─── Provided data

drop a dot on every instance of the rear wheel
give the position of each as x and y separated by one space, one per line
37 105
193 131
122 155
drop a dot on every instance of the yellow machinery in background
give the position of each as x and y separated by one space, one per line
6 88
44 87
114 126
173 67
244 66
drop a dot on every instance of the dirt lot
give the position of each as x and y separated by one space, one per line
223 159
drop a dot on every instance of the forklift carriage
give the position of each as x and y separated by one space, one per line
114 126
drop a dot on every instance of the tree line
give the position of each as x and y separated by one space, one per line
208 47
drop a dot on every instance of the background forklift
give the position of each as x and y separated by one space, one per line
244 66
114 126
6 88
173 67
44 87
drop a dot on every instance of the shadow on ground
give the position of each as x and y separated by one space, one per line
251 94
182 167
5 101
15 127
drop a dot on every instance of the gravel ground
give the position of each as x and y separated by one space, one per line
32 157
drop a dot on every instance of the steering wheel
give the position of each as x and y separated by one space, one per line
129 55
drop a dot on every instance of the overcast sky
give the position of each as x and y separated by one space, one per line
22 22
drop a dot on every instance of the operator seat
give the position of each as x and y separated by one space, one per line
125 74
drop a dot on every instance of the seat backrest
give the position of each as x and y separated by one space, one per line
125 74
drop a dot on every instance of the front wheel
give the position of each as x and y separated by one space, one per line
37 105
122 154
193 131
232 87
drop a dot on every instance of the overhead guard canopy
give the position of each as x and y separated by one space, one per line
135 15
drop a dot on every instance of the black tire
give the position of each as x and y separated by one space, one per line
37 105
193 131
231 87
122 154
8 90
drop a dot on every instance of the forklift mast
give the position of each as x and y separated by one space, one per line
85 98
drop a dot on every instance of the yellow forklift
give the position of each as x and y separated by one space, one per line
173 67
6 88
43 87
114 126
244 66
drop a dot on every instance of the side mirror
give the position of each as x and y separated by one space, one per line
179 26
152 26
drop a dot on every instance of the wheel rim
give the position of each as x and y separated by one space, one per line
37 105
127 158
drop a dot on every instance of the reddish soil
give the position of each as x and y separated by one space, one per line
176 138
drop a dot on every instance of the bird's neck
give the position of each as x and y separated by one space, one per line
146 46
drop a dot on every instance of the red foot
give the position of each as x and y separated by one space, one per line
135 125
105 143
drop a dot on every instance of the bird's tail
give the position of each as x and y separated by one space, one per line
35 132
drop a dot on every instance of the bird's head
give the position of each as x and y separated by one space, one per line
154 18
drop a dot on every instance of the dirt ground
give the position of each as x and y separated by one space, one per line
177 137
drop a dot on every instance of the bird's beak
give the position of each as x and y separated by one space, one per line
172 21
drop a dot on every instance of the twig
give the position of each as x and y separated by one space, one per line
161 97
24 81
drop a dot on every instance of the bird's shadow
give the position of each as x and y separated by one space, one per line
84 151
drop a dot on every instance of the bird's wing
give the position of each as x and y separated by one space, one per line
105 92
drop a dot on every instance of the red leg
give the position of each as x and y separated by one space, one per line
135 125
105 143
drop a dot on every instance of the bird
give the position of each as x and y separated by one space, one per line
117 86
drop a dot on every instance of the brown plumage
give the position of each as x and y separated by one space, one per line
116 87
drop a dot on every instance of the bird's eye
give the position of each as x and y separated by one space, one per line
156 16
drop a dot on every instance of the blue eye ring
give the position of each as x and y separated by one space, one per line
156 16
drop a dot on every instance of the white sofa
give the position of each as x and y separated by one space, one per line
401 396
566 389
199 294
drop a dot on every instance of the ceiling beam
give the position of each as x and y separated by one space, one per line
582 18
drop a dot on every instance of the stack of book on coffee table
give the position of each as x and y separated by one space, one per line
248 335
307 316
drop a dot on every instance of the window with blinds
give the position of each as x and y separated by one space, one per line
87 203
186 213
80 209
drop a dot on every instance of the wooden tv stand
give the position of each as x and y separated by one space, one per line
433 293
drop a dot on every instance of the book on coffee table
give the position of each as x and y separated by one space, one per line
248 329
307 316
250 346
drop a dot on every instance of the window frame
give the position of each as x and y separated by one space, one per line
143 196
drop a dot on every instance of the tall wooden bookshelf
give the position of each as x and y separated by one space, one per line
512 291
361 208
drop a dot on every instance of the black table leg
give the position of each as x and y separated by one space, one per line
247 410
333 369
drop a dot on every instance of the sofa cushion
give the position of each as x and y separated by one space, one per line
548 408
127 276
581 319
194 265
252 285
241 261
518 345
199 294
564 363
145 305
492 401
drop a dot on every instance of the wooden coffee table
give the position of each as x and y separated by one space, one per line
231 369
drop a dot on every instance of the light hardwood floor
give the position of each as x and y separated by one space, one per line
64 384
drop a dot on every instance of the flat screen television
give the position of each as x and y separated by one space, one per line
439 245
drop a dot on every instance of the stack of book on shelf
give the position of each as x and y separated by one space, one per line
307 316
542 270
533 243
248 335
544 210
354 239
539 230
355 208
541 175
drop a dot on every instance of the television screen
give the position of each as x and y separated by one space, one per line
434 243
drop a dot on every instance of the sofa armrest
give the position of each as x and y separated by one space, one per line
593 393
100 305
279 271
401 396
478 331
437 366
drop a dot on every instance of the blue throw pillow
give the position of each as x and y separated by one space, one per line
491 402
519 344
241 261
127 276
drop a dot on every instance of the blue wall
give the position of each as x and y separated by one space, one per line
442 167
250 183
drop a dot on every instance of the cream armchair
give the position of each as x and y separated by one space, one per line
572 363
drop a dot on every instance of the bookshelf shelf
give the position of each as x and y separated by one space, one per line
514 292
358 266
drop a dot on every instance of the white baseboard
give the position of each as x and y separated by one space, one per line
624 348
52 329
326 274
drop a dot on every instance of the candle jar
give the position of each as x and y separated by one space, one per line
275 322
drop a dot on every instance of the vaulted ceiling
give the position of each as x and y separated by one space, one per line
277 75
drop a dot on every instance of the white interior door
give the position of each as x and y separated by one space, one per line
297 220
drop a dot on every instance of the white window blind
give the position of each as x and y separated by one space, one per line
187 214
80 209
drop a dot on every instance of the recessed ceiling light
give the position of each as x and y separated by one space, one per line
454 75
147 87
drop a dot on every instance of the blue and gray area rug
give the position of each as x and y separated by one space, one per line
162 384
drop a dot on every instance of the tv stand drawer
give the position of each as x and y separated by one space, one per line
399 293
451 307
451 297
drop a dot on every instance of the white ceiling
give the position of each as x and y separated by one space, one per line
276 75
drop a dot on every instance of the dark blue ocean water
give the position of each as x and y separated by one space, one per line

──────

When the entries above show the word "seat" in a line, copy that line out.

Response area.
drop a dot on every instance of the operator seat
drop a dot on every instance of the seat backrest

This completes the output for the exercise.